§ GOAL
The records below must be transcribed exactly. Do not include the pictures.

— START OF MATERIALS PROVIDED —

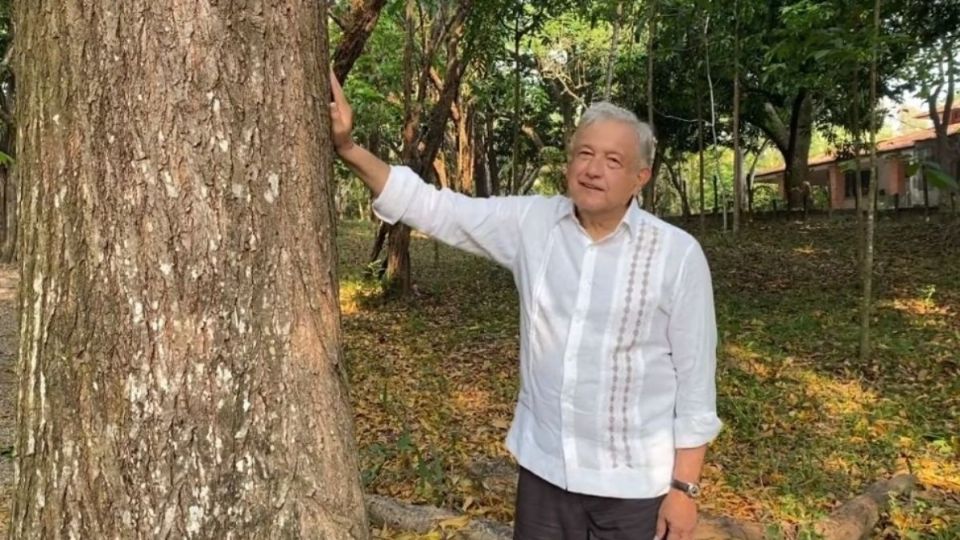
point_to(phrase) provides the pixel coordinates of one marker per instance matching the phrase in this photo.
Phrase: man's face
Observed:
(604, 170)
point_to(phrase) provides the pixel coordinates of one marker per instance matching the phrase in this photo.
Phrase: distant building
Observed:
(896, 188)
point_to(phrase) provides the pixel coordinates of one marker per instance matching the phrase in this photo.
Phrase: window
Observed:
(849, 183)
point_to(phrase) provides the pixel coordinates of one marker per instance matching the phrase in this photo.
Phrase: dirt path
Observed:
(8, 387)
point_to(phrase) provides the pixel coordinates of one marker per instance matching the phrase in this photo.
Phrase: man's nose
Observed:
(595, 166)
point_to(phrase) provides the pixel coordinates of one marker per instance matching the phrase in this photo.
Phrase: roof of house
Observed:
(900, 142)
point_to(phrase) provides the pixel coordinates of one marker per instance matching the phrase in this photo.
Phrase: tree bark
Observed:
(466, 155)
(700, 163)
(792, 140)
(866, 310)
(363, 20)
(614, 46)
(680, 184)
(179, 358)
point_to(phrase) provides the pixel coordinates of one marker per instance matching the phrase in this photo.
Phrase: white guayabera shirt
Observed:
(618, 337)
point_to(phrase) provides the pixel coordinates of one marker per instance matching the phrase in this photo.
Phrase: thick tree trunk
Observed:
(466, 155)
(793, 141)
(700, 163)
(179, 357)
(679, 184)
(866, 310)
(737, 150)
(8, 251)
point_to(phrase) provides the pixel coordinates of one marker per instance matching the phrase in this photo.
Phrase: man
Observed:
(617, 395)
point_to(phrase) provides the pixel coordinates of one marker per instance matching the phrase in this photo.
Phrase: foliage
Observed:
(807, 425)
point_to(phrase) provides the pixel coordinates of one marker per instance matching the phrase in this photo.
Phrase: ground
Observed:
(808, 425)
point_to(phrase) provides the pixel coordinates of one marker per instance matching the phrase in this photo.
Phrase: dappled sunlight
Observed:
(837, 397)
(807, 425)
(809, 251)
(917, 307)
(746, 360)
(471, 400)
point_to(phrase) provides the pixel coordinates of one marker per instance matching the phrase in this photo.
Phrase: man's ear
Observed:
(642, 178)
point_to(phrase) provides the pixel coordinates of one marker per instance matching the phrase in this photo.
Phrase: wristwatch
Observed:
(691, 489)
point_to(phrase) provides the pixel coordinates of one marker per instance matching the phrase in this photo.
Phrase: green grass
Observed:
(808, 425)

— END OF MATERIALS PROVIDED —

§ EXERCISE RESPONSE
point_to(phrase) provides the pixel coordinates of one marker per instance matching the phrase in this photo.
Phrase: man's face
Observed:
(604, 170)
point_to(phrase) provides the pixel coordinates of one marker per instance matching the phrase in this photo.
Phrase: distant building
Observed:
(896, 188)
point_to(phrase) provides the pixel coordinates of one marker per instance matching the phrase in this photo.
Phrase: window
Observed:
(849, 183)
point_to(phrase) provides the pixel coordinates of one marker per instance matching the phrase in this photo.
Phrase: dirt path
Observed:
(8, 387)
point_to(phrase) provides the pixel coordinates of one marker per instance matching the phrase in this photo.
Phrase: man's nose
Observed:
(595, 166)
point_to(phrase) provides the pixel coordinates of one marker per instance matching the phrase in this photo.
Phrase: roof of house
Observed:
(900, 142)
point_to(phrase) provides the pixel coordinates of one marker per instance matching the phrase in this photo.
Phrase: tree bark
Observed:
(466, 155)
(700, 163)
(792, 140)
(866, 310)
(363, 20)
(614, 46)
(680, 184)
(179, 358)
point_to(phrase) provides the pixel coordinates of one marker per instance matching the phrase in this photo.
Phrase: white guayabera shirt
Observed:
(618, 337)
point_to(phrase) provides the pixel coordinates of one marker per instance matching the phrase in this photo.
Phrase: thick tree trunk
Observed:
(466, 155)
(793, 141)
(700, 163)
(179, 357)
(679, 184)
(866, 310)
(737, 150)
(8, 251)
point_to(phrase) provides the pixel coordinates of one marker per instance matching the phrase in this photo.
Phrase: man
Observed:
(617, 395)
point_to(phrase) provides the pixel coordinates of one marker per instance matching the phrase in this photo.
Phrase: foliage
Observed:
(807, 425)
point_to(phrase) provides the pixel coordinates of one marker per instance matching the phrase in this photo.
Phrase: ground
Observed:
(808, 425)
point_to(phrase) provides the pixel coordinates of one marker per instance matching the phrase in this photo.
Phrase: dappled sunlight
Observed:
(837, 397)
(807, 425)
(809, 251)
(917, 307)
(746, 360)
(471, 400)
point_to(phrase) provides the pixel coordinates of one marker per instance matching the phrase in this photo.
Phrase: man's ear
Observed:
(642, 178)
point_to(phrase) provides the pixel coordinates of one marker per instance matching the phrase in this photo.
Phrase: wristwatch
Observed:
(691, 489)
point_to(phrase) provides the pixel coordinates of one marker per instance matching the phrase in this photo.
Phrase: green grass
Observed:
(808, 425)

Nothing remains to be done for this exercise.